##### EXCERPT #####

Ontario crash kills 11, including migrant workers
Flatbed collides with van in Hampstead, Ont., 23 km northeast of Stratford
A collision west of Waterloo, Ont., has killed 11 people — including migrant workers — in what one veteran police officer described as the worst crash he has seen in nearly 30 years on the job.
The crash happened in the hamlet of Hampstead shortly before 5 p.m. ET when a flatbed truck collided with a van at Perth County Road 107 and Line 47, about 20 kilometres northeast of Stratford, Ont.
Ten people in the van were killed as well as the driver of the truck, making it the worst crash in the province in at least a decade.
One survivor was airlifted to hospital in Hamilton with life-threatening injuries, while two others were being treated for serious injuries in Stratford.
Migrant worker deaths on Canadian roads
Monday's crash is not the first time that a group of farm or migrant workers has been hurt or killed when travelling together on Canadian roads.
Nearly five years ago, a van carrying farm workers overturned on a stretch of highway in Abbotsford, B.C., with 17 people on board. Three died, and the remaining 14 suffered injuries in the March 2007 crash.
In September 2005, the Guelph Mercury reported a crash near Delhi, Ont., that left two Jamaican migrant workers dead. The Justicia For Migrants organization would later report that they were among five migrant workers who were seriously hurt or killed while cycling on Ontario roads that season.
"I've been on the job for 28 years and I've never seen anything quite like this collision tonight," OPP Insp. Steve Porter said at news conference near the site of the crash Monday evening.
He said a number of "critical incident stress people" were at the scene to help emergency workers cope with the horrific nature of the crash.
The crash propelled the van between 20 and 30 metres from the intersection, CBC's Steven D'Souza reported.
Elizabeth Cooper, an editor with ionStratford.ca who was at the site of the crash, said the truck had flipped over onto its roof. She described the passenger van as "almost unrecognizable," lying against a farmhouse near the intersection.

#####

* **TASK INSTRUCTIONS**:
A) Translate this sentence from the Ontario crash report into French: "Ten people in the van were killed as well as the driver of the truck, making it the worst crash in the province in at least a decade."
B) Pick up the Ontario crash report after its final sentence and carry it on.

##### DATASET EXCERPTS #####

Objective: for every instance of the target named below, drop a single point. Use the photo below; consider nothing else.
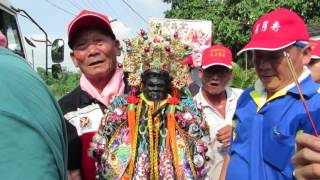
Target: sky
(54, 16)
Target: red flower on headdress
(132, 99)
(173, 100)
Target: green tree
(232, 19)
(62, 86)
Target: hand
(74, 174)
(307, 157)
(224, 135)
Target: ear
(74, 60)
(200, 73)
(117, 46)
(306, 55)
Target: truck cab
(9, 27)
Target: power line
(88, 4)
(113, 11)
(60, 8)
(74, 5)
(135, 11)
(94, 5)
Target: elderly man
(33, 132)
(269, 116)
(218, 102)
(94, 51)
(307, 157)
(314, 64)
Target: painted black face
(156, 86)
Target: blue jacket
(264, 135)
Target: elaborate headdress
(155, 50)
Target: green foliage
(232, 19)
(62, 86)
(241, 78)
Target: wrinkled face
(155, 88)
(272, 67)
(314, 67)
(95, 53)
(215, 79)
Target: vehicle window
(10, 29)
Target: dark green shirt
(33, 142)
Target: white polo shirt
(215, 122)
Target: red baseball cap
(276, 30)
(88, 18)
(216, 55)
(315, 49)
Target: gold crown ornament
(155, 50)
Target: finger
(225, 129)
(224, 137)
(226, 141)
(226, 144)
(307, 140)
(306, 156)
(311, 171)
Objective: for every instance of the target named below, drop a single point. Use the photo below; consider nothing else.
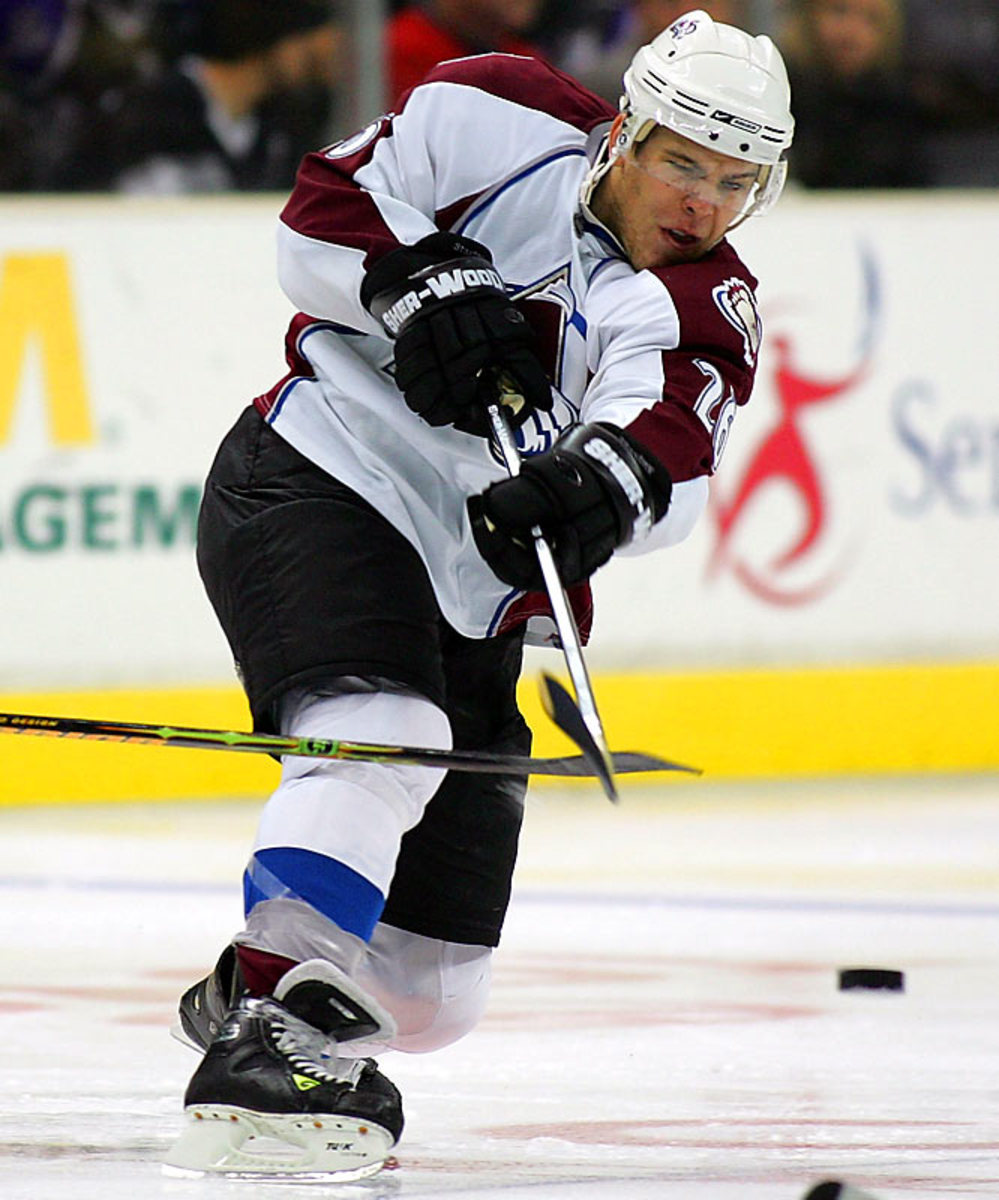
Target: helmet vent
(695, 102)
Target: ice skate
(271, 1097)
(203, 1007)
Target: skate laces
(304, 1047)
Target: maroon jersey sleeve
(333, 198)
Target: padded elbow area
(435, 990)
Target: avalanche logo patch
(682, 28)
(737, 305)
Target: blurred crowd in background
(169, 96)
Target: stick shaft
(192, 738)
(562, 612)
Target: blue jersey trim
(328, 886)
(513, 180)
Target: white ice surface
(665, 1020)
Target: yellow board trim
(814, 721)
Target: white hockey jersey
(496, 148)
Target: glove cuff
(636, 484)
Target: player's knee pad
(435, 990)
(354, 709)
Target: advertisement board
(850, 527)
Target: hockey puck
(871, 979)
(832, 1189)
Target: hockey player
(371, 563)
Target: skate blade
(220, 1139)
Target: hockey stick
(578, 719)
(189, 738)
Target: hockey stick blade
(564, 713)
(560, 707)
(191, 738)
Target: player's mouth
(681, 239)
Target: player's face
(670, 201)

#####

* **RESPONSES BY TASK**:
A) Dix personnes à bord de la fourgonnette ont été tuées, ainsi que le conducteur du camion, ce qui en fait le pire accident dans la province depuis au moins une décennie.

B)
Cooper said there was no snow in the area and the sky was clear, suggesting that visibility was good at the time of the crash.
Police were told the van was carrying a group of migrant workers, Porter said, but there were no details on where they were from. There are reports the crew had just left a nearby poultry farm.
A number of the victims spoke Spanish, D'Souza said, which made it difficult for emergency workers to communicate with them.
The van had been travelling westbound on Line 47, which is controlled by a stop sign at the intersection, when it collided with a southbound transport truck, Porter said.
Investigators believe driver error was behind the crash, OPP Sgt. David Rektor said, but offered no other details.
Jared Martin, chief executive of Speedy Transport, released a statement saying one of its truck drivers was killed in the crash but he did not release the driver's name.
"Our thoughts and prayers are with our driver’s family and the families of the other victims involved in this horrible tragedy," Martin said.
"This is the first fatality we’ve experienced on the road since inception," he said.
Collision at stop sign
Martin said he was told by provincial police that the van failed to stop at the stop sign and was hit by the Speedy Transport vehicle.
Police said they believe 13 people were in the van, which had a capacity of up to 15 passengers.
Premier Dalton McGuinty gave his sympathies late Monday night.
"On behalf of 13 million Ontarians, I want to offer our deepest condolences to those who lost a loved one and to offer our most sincere prayers for those taken to hospital," said McGuinty, who thanked emergency workers and investigators who responded to the collision.
The United Food and Commercial Workers Union also offered its condolences to the families of the victims and called for a thorough probe into the cause of the crash.
"The safe transportation of agriculture workers has always been a critical issue, and we must expect a relentless investigation into how and why such a tragedy occurred," said UFCW president Wayne Hanley in a statement.
The UFCW noted that more than 20,000 migrants work in the Ontario agriculture sector each season.